NO WAY!! haha.. i was actually going to say that..
I think we need a seperate private washcloth forum.. i will be mod..which i suspect will be hard work..what with all the washcloth haters out there!!


----------



## Santaclear (May 2, 2009)

I'm beginning to agree with everyone and I feel SameTowelFA owes Fyreflyintheskye an explanation and then an apology followed by another explanation.


----------



## BoomSnap (May 2, 2009)

mergirl said:


> NO WAY!! haha.. i was actually going to say that..
> I think we need a seperate private washcloth forum.. i will be mod..which i suspect will be hard work..what with all the washcloth haters out there!!



I second that. There are pressing issues! How many days can you use a washcloth? Leave in bottom of tub or drape over the shower head when done? These issues will tear us apart if not resolved.


----------



## mergirl (May 2, 2009)

Totally! We need to take decisive action. I think we need rules though.. talking about washing your arse with a washcloth will need a seperate sub forum so as not to offend anyone!!


----------



## Dr. P Marshall (May 2, 2009)

BoomSnap said:


> I second that. There are pressing issues! How many days can you use a washcloth? Leave in bottom of tub or drape over the shower head when done? These issues will tear us apart if not resolved.



While I have nothing against the washcloth using FAs, I would like to point out that for me washcloths are just not part of the FA experience. Not that there's anything wrong with it.......it's just not something we _all_ use.

Also, I disagree with this entire thread and agree with everyone in it.:bow: Except for mergirl who I thoroughly gree with.


----------



## Preston (May 2, 2009)

I'm a frood who knows where his towel's at.


----------



## Dr. P Marshall (May 2, 2009)

**Dataset content**
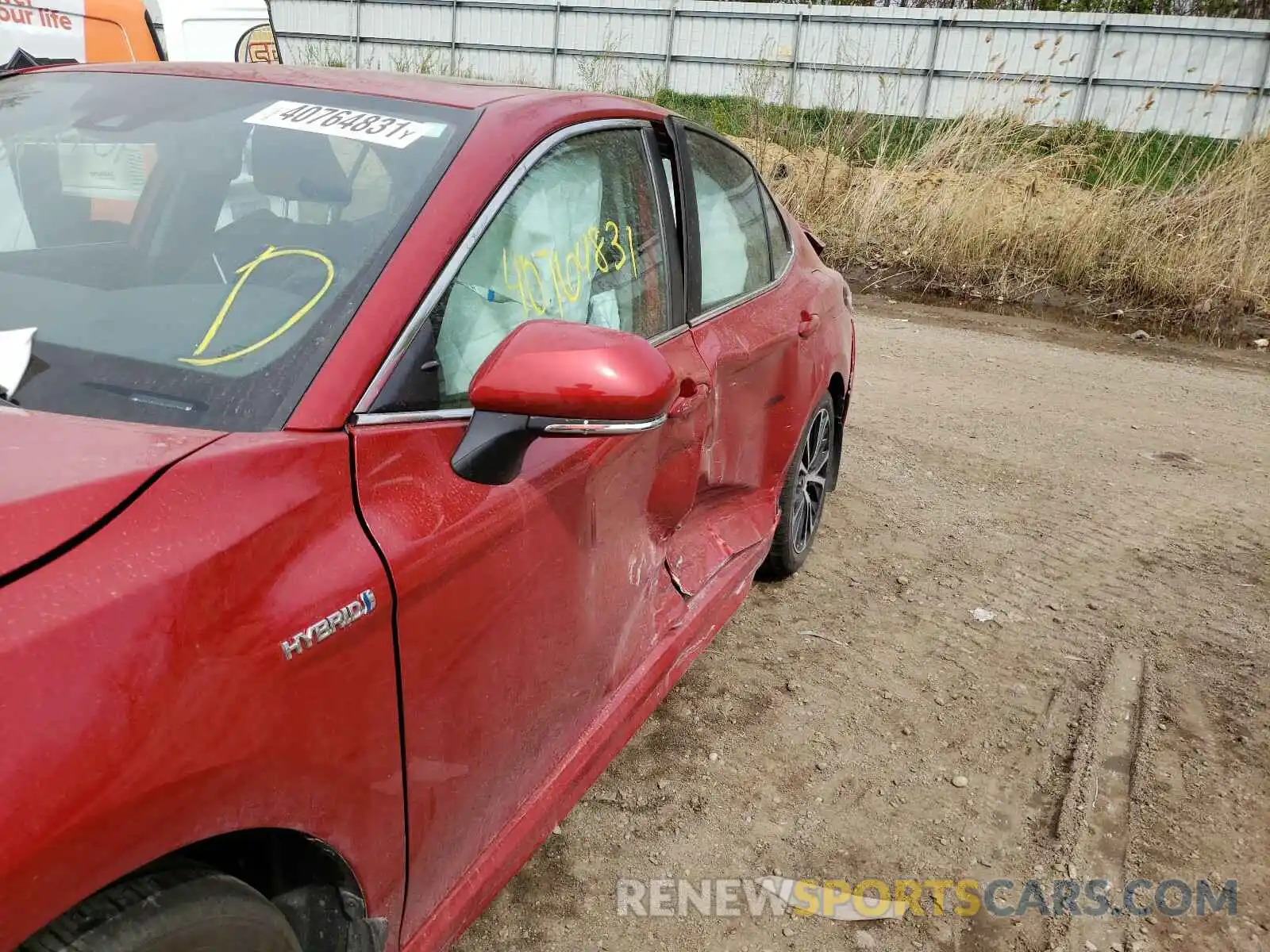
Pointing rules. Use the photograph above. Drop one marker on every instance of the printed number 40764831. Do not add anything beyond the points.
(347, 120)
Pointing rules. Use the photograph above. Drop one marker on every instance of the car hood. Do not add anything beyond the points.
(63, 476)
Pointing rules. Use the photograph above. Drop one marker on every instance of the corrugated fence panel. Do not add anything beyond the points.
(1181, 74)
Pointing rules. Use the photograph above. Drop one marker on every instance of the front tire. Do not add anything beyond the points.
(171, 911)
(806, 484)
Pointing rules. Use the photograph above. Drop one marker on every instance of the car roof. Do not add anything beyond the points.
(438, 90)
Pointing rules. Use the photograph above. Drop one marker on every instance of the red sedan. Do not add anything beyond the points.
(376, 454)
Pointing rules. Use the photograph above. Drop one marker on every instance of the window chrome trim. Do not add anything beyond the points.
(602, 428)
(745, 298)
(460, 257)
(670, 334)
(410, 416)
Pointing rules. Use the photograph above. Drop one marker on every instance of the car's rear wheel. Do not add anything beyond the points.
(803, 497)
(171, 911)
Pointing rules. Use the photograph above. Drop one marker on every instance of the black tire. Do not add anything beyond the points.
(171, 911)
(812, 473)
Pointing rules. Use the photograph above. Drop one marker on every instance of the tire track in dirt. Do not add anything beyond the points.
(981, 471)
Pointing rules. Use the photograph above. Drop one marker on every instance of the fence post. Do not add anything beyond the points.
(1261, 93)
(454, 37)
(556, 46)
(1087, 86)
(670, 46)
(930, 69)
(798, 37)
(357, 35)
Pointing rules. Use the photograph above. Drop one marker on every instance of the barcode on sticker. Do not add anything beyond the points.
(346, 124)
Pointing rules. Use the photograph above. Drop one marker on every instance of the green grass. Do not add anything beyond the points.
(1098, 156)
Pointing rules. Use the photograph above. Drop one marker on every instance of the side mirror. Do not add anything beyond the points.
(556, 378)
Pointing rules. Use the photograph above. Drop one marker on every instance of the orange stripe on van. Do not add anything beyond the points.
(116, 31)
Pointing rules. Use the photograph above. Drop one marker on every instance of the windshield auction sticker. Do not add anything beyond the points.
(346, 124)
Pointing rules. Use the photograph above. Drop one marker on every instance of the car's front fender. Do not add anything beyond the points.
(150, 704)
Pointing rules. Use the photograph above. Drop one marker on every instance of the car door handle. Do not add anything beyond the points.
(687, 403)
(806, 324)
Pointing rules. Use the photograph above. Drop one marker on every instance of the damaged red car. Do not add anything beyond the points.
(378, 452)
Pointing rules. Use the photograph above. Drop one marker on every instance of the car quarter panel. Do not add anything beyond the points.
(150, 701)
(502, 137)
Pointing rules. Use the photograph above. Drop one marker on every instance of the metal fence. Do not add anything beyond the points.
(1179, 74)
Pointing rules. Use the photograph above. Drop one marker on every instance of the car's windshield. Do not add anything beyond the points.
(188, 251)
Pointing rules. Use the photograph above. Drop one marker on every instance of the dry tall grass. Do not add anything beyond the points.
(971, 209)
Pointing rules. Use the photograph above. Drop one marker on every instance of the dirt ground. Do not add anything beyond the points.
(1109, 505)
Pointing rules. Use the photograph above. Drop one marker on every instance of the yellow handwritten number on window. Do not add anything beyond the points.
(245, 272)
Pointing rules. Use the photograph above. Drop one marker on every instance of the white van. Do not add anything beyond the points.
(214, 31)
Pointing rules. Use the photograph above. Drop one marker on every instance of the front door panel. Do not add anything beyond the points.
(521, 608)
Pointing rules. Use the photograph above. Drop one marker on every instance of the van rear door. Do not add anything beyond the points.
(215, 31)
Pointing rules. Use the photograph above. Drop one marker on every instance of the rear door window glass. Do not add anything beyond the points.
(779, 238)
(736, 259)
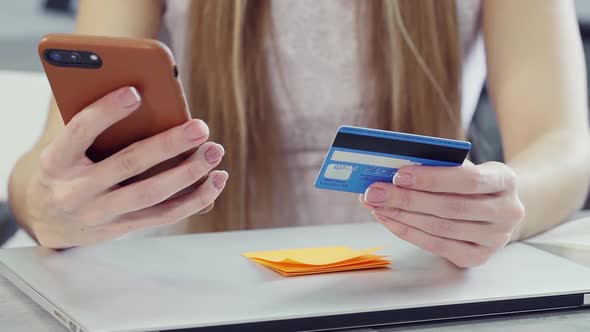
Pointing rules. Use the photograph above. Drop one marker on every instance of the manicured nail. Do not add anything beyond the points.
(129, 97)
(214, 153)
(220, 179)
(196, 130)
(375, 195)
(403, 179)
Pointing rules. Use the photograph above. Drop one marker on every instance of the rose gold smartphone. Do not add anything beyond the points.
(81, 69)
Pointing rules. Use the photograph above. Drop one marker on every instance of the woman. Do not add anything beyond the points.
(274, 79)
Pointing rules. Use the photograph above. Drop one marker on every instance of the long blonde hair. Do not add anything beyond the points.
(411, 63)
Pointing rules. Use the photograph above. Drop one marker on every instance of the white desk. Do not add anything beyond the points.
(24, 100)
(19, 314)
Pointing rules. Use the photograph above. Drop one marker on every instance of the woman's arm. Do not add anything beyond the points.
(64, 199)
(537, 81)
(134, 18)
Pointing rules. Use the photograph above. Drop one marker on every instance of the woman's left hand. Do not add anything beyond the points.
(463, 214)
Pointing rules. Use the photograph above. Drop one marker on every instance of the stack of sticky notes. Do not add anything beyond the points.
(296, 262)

* * *

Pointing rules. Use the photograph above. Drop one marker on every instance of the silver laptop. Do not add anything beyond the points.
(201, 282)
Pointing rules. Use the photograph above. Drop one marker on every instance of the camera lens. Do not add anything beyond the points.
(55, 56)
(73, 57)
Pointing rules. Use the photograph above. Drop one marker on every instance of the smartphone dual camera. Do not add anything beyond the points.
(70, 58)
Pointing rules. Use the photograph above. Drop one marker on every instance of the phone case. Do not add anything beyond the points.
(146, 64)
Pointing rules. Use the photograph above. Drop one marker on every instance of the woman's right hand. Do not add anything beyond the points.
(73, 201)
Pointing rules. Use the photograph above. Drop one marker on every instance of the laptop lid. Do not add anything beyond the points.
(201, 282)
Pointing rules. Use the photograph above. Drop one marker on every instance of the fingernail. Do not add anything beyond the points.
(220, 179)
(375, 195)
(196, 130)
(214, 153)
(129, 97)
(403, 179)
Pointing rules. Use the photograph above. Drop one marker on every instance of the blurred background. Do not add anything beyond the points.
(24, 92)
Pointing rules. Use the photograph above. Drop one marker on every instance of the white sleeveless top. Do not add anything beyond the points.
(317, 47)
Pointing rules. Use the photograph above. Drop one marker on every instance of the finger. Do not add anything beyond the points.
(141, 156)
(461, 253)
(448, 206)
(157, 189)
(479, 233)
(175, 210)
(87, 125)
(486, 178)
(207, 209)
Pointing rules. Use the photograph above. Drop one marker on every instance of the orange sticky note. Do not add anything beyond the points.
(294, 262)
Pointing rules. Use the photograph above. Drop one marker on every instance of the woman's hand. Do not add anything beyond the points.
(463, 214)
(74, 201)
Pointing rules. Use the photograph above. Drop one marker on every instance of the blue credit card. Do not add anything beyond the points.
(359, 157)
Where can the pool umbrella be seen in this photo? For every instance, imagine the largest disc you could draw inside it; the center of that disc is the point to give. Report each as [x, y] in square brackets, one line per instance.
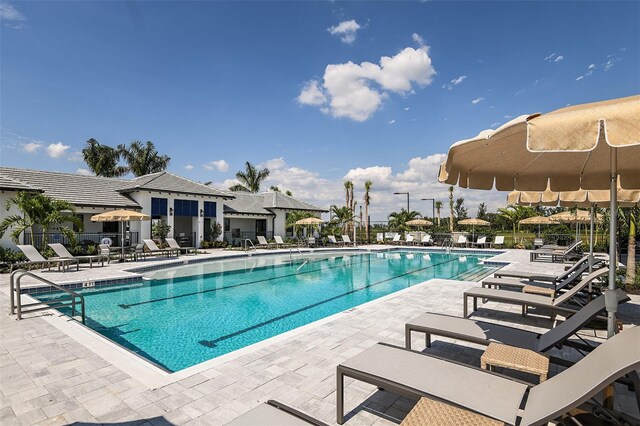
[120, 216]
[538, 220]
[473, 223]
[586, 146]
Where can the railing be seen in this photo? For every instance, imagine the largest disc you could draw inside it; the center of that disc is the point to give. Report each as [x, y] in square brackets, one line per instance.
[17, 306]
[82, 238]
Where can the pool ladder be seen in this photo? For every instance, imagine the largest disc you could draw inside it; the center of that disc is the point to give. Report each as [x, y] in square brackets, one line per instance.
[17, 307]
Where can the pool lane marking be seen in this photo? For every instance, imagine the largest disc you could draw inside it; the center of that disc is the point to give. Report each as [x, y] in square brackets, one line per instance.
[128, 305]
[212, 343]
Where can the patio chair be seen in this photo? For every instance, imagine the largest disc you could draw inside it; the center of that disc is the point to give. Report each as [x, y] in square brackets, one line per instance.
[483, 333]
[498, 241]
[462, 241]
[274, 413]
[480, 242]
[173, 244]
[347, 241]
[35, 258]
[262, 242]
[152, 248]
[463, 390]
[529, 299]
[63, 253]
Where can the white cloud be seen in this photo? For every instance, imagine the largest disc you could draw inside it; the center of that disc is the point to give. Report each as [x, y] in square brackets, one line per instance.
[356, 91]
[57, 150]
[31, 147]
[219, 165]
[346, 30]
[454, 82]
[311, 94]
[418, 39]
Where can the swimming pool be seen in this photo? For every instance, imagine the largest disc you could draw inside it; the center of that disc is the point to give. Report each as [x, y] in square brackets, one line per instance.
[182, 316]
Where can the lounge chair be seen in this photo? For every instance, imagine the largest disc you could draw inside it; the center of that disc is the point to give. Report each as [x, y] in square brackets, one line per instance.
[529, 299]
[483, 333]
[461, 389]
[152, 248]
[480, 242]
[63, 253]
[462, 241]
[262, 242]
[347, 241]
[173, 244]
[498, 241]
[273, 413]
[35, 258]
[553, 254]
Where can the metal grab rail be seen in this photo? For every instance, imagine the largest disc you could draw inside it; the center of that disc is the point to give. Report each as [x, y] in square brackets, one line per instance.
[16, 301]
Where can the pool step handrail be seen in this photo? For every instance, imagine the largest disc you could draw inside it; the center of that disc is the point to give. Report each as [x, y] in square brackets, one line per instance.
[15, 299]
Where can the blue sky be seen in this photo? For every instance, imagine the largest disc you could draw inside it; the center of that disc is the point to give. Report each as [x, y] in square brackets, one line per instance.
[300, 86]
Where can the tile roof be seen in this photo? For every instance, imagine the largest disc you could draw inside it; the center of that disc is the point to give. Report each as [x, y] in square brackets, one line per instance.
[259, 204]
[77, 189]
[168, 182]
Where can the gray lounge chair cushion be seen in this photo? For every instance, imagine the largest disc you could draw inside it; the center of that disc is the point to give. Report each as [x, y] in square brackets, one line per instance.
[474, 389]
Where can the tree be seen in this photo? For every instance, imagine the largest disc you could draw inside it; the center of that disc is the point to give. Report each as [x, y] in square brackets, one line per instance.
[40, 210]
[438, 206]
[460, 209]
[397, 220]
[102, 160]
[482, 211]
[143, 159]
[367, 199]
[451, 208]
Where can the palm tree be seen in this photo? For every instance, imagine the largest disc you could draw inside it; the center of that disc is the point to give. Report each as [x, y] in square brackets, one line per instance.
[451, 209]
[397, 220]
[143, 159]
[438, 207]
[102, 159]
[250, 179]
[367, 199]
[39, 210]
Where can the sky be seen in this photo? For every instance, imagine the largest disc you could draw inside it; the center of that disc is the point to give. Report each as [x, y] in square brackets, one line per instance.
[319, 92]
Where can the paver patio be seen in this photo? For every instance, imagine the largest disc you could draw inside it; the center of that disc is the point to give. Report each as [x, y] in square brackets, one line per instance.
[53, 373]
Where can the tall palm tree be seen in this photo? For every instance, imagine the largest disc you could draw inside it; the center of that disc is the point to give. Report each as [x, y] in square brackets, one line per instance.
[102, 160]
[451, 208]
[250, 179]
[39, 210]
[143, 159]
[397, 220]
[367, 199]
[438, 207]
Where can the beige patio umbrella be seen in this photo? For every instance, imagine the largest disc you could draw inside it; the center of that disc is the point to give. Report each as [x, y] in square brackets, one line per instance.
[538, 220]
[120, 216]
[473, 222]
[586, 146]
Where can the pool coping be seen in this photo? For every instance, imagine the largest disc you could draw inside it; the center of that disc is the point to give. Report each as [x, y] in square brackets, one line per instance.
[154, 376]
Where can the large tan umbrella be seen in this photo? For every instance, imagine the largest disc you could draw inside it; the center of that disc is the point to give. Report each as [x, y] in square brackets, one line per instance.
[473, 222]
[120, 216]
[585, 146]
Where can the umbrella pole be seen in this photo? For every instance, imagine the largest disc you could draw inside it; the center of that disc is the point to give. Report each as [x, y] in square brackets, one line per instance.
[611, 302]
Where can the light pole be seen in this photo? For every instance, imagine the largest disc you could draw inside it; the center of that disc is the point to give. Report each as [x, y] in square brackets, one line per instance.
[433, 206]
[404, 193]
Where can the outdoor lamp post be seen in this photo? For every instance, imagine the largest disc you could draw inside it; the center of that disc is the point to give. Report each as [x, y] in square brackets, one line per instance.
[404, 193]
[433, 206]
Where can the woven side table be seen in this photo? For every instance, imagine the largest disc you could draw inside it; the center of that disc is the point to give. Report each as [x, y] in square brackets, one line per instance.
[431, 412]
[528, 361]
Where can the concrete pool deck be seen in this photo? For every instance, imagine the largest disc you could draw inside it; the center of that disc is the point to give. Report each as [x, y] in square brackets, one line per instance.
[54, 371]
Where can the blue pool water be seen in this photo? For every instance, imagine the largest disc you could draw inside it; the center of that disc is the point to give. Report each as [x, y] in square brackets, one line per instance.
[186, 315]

**Short problem A**
Copy from the washcloth thread the part that opens with the words containing "While I have" and closes with "Preston (May 2, 2009)".
**Short problem B**
In the washcloth thread, what role does mergirl say she will take in the proposed private washcloth forum?
**Short problem C**
Carry the washcloth thread forward from its last line with the next part.
The two blocks of lines above are separate material with no connection to the washcloth thread.

**Exercise result A**
While I have nothing against the washcloth using FAs, I would like to point out that for me washcloths are just not part of the FA experience. Not that there's anything wrong with it.......it's just not something we _all_ use.

Also, I disagree with this entire thread and agree with everyone in it.:bow: Except for mergirl who I thoroughly gree with.


----------



## Preston (May 2, 2009)

**Exercise result B**
She says she will be the mod.

**Exercise result C**
mergirl said:


> Totally! We need to take decisive action. I think we need rules though.. talking about washing your arse with a washcloth will need a seperate sub forum so as not to offend anyone!!



Talking about a forum that won't offend anyone offends me deeply.


----------



## FaxMachine1234 (May 2, 2009)

Dr. P Marshall said:


> While I have nothing against the washcloth using FAs, I would like to point out that for me washcloths are just not part of the FA experience. Not that there's anything wrong with it.......it's just not something we _all_ use.
> 
> Also, I disagree with this entire thread and agree with everyone in it.:bow: Except for mergirl who I thoroughly gree with.



I dunno, I just feel that society already judges those of us who use washcloths, so why should it be hidden away in a tiny little board when it should be talked about openly, in mixed company even?! Maybe if we teach more washcloth tolerance in this world, people will be able to understand there are other ways to clean their kitchen than by using the same dishrags society tells us are "cool" and "trendy" and "on sale at Kmart". It just might pave the way for the kind of world I want to bring up my 2.3 kids in, gosh darnit.


----------



## Wild Zero (May 2, 2009)

What the fuck is an FA?


----------



## FaxMachine1234 (May 2, 2009)

Wild Zero said:


> What the fuck is an FA?




*WIMBERLEY FA-11 FLASH ADAPTER FOR NIKON SC-29 *







The Wimberley FA-11 adapter plate is designed specifically for the Nikon SC-29. As the Nikon SC-29 Off-Camera Shoe Cord will not fit on the standard flash connection point on the Wimberley Modular Flash Bracket, the FA-11 is required.


----------



## Dr. P Marshall (May 2, 2009)

Ekim said:


> *WIMBERLEY FA-11 FLASH ADAPTER FOR NIKON SC-29 *
> 
> 
> 
> ...



I actually take issue with the number 11. I find it too confining. The number 11 is such a small part of who I am as a flash adapter. I'd prefer to drop the number all together.


----------



## mergirl (May 2, 2009)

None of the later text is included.